Task instructions
Images are to be excluded from the copy, and the records below reproduced word for word.

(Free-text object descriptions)
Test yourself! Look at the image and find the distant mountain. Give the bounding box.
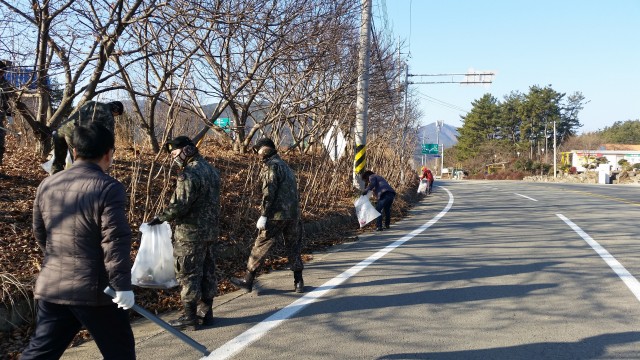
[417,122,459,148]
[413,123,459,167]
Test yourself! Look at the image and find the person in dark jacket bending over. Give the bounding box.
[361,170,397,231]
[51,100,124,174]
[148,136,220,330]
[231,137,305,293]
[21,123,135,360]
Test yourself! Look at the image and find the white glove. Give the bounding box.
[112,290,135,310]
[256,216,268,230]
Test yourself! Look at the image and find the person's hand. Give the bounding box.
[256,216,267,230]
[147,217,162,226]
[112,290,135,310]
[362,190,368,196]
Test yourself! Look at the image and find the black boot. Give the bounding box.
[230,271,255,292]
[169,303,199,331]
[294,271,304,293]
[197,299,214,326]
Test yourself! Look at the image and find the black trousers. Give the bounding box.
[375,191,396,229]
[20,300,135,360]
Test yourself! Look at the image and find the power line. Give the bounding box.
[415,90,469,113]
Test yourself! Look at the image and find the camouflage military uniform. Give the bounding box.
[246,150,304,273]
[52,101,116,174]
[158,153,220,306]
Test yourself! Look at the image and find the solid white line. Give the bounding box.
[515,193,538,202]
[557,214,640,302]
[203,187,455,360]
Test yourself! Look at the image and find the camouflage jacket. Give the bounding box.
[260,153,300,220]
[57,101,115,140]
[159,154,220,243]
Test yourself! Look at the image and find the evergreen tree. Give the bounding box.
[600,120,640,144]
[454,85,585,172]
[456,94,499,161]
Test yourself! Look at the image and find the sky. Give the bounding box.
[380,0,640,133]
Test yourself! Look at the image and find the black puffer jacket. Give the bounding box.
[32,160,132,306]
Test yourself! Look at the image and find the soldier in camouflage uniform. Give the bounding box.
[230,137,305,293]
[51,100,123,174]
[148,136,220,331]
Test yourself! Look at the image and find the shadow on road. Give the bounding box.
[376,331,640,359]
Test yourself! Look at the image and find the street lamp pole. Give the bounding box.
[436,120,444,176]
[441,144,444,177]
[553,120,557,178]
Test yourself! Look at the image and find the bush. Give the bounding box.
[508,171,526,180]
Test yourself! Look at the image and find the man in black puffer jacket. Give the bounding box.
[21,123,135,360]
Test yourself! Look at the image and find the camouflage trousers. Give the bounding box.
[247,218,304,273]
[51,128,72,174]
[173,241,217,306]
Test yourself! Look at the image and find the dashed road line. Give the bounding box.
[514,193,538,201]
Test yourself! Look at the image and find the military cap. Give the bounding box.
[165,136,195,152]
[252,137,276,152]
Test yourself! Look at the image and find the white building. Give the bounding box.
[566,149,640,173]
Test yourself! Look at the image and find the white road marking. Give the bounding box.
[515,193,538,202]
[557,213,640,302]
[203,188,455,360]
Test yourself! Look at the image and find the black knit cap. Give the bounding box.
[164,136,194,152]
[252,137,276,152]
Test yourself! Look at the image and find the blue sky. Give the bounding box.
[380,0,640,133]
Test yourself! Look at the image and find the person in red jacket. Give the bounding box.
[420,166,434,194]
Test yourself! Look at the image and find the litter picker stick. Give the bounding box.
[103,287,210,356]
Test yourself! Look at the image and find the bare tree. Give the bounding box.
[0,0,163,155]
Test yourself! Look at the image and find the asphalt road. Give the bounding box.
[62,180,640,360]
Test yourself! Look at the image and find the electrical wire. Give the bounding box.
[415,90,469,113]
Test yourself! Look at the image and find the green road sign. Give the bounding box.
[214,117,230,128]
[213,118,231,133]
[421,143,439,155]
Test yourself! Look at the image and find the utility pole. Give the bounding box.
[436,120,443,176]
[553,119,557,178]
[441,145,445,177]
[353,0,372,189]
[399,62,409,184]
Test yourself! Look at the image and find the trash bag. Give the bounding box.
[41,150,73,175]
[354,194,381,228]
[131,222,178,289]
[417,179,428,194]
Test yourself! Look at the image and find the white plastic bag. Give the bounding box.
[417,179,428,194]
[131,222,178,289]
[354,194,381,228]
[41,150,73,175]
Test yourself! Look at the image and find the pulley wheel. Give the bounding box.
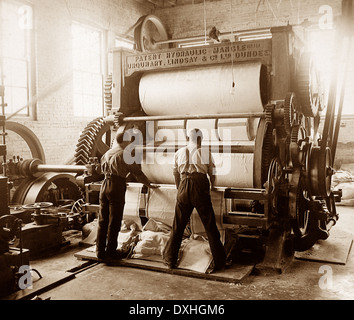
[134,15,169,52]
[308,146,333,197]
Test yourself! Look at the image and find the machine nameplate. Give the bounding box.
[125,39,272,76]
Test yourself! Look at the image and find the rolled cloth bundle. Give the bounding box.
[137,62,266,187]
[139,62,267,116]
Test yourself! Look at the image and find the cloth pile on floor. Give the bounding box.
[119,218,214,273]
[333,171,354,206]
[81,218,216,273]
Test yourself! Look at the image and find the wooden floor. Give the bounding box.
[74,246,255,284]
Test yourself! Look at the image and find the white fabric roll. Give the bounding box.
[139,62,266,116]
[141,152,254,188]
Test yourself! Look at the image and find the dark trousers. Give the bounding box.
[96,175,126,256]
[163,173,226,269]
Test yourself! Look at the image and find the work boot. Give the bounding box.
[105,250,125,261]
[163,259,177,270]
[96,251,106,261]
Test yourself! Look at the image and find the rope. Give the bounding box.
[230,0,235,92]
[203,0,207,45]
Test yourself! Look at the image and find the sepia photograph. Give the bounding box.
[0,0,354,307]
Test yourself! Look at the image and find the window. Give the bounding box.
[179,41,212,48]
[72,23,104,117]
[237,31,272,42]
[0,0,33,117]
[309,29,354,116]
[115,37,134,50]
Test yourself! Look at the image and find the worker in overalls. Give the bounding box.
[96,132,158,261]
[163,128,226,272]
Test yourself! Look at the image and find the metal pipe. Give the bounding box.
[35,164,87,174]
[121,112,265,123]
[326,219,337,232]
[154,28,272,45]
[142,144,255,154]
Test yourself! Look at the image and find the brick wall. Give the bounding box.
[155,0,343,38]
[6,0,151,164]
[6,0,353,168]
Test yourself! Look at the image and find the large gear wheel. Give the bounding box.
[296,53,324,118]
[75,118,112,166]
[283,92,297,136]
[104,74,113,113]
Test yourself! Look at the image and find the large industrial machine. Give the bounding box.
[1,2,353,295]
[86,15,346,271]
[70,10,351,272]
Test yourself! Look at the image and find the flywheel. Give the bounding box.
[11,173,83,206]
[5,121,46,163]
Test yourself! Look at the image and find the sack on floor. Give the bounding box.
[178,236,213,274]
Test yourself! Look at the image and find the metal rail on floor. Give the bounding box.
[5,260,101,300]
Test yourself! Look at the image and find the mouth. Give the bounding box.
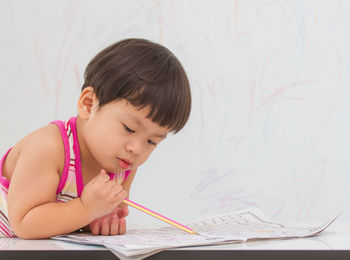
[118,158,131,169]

Answer space
Test yourself! Look at the image and find the distant mountain. Give the bounding box.
[417,122,459,148]
[413,123,459,167]
Test yourself! Look at the image and find the person in dark jacket bending over. Give the bounding box.
[361,170,397,231]
[51,100,124,174]
[148,136,220,330]
[231,137,305,293]
[21,123,135,360]
Test yourself! Look at the image and find the white glove. Give the bounding box.
[112,290,135,310]
[256,216,268,230]
Test yourself! Look at the image and find the person's hand. Give the bounding box.
[256,216,267,230]
[147,217,162,226]
[112,290,135,310]
[362,190,368,196]
Test yourself! Look at the image and find the black boot. Give the bounding box.
[230,271,255,292]
[169,303,199,331]
[294,271,304,293]
[197,299,214,326]
Test yourself! Look at the image and find the black trousers. Give the bounding box.
[375,191,396,229]
[20,300,135,360]
Test yourself! Look at the image and find the power line. Give the bounding box.
[415,90,469,113]
Test yourself! Look at the image and find the camouflage military uniform. Give the bounding box.
[246,150,304,273]
[52,101,116,174]
[158,153,220,306]
Test yourself! Look at the image and find the solid white line. Give the bounding box.
[515,193,538,202]
[557,214,640,302]
[203,187,455,360]
Test yourself! Look at the image and find the camouflage jacket. Give the bounding box.
[260,153,300,220]
[57,101,115,140]
[159,154,220,243]
Test yourself! Look at the image and find the evergreen tree. Give the bounding box.
[600,120,640,144]
[454,85,585,172]
[456,94,499,161]
Test yourself! Look at the image and find the sky. Give the bounding box.
[380,0,640,133]
Test yourself! Look at the image and find the black puffer jacket. Give the bounding box.
[32,160,132,306]
Test yourself! Look at the image and find the soldier in camouflage uniform. Give the bounding box.
[230,137,305,293]
[51,100,123,174]
[148,136,220,331]
Test yourself! Look at the image and find the shadow on road. Give the bounding box.
[376,331,640,359]
Test yourself! Look at the image and find the street lamp pole. Give the bounding box.
[436,120,444,176]
[441,144,444,177]
[553,120,557,178]
Test yourself! Look at the image and find the bush. Give the bounding box.
[508,171,526,180]
Test yourself! Look at the image and find the man in black puffer jacket. Give the bounding box.
[21,123,135,360]
Test yourself! Look at the image and find the camouflage trousers. Give the bounding box.
[247,218,304,273]
[51,128,72,174]
[173,241,217,306]
Test yourself! Look at the image and find the dashed road line. Give the bounding box.
[514,193,538,201]
Test yourself! Look at the image and find the military cap. Give the bounding box.
[165,136,195,152]
[252,137,276,152]
Test yourself! Look at the image and find the white building. Give the bounding box.
[566,149,640,173]
Test yourself! Look at the image and find the white road marking. Give the bounding box.
[515,193,538,202]
[557,213,640,302]
[203,188,455,360]
Test yourself! Look at the image and find the black knit cap. Give the bounding box.
[164,136,194,152]
[252,137,276,152]
Test yourself! Look at the image and find the blue sky. Give the bounding box.
[380,0,640,133]
Test yourself! Look at the image and find the person in red jacket. Give the bounding box.
[420,166,434,194]
Test yourself! Look at the image and find the litter picker stick. Give the bounding box.
[103,287,210,356]
Test yourself! Look at the image and find the bare tree. Give the bounding box.
[0,0,163,155]
Test yourself! Look at the image and find the asphalt road. Give the bounding box.
[62,180,640,360]
Test yourself! Look at the image and find the electrical wire. Give the bounding box.
[415,90,469,113]
Test yourself! Look at the image and find the green road sign. Give the bounding box.
[214,117,230,128]
[213,118,231,133]
[421,143,439,155]
Test yourself! Look at the image and find the utility pole. Give the bounding box.
[436,120,443,176]
[553,119,557,178]
[441,145,445,177]
[353,0,372,189]
[399,62,409,184]
Test yourself! Look at the image and find the trash bag. Give the bounding box.
[41,150,73,175]
[354,194,381,228]
[131,222,178,289]
[417,179,428,194]
Test yourself! Look at the image and find the white plastic bag. Give the bounding box.
[417,179,428,194]
[131,222,178,289]
[354,194,381,228]
[41,150,73,175]
Test yourself! Look at the image and find the pulley wheel. Give the bounding box.
[134,15,169,52]
[308,146,333,197]
Test yourself! Look at the image and find the machine nameplate. Give the bounding box.
[125,39,272,76]
Test yourself! Look at the image and find the rolled cloth bundle. Give the bounding box.
[137,62,266,187]
[139,62,267,116]
Test yourself! Look at the image and find the cloth pile on floor. Give the bounding box.
[119,218,214,273]
[333,171,354,206]
[81,218,216,273]
Test yourself! Look at the image and find the wooden floor. Give the bounding box.
[74,246,255,284]
Test yourself! Look at the image and find the white fabric roll. Give the bounding box.
[139,62,266,116]
[141,152,254,188]
Test yourself! Look at the image and find the dark trousers. Give the bounding box.
[96,175,126,256]
[163,173,226,269]
Test yourself! Look at the image and find the work boot. Give the bounding box.
[105,250,125,261]
[163,259,177,270]
[96,251,106,261]
Test yourself! Look at the image and find the rope. Give the bounding box.
[230,0,235,92]
[203,0,207,45]
Test yourself! Look at the image and find the sepia photograph. Give the bounding box.
[0,0,354,307]
Test yourself! Look at the image and find the window. Give the bounding box.
[179,41,212,48]
[72,23,104,117]
[237,31,272,42]
[0,0,33,117]
[309,29,354,116]
[115,37,134,50]
Test yourself! Look at the image and find the worker in overalls. Give the bounding box.
[96,132,158,261]
[163,128,226,272]
Test yourself! Look at the image and find the metal pipe. Give the bounding box.
[35,164,87,174]
[121,112,265,123]
[326,219,337,232]
[154,28,272,45]
[142,144,255,154]
Test yourself! Look at the image and find the brick wall. Give the bounding box.
[155,0,343,38]
[6,0,151,164]
[6,0,353,168]
Test yourself! Look at the image and find the large gear wheel. Give the bounding box.
[296,53,324,118]
[75,118,112,166]
[283,92,297,136]
[104,74,113,113]
Test yourself! Look at the image and find the large industrial machine. Give the bounding box.
[1,2,353,295]
[86,15,346,271]
[70,10,351,272]
Test yourself! Look at the image and find the flywheel. Give the bounding box.
[11,173,83,206]
[5,121,46,163]
Test yourself! Look at the image and find the sack on floor. Give the bounding box.
[178,236,213,274]
Test yourself! Look at the image and find the metal rail on floor. Give the bounding box.
[5,260,101,300]
Test yourself! Look at the image and find the mouth. Give the bounding box.
[118,158,131,169]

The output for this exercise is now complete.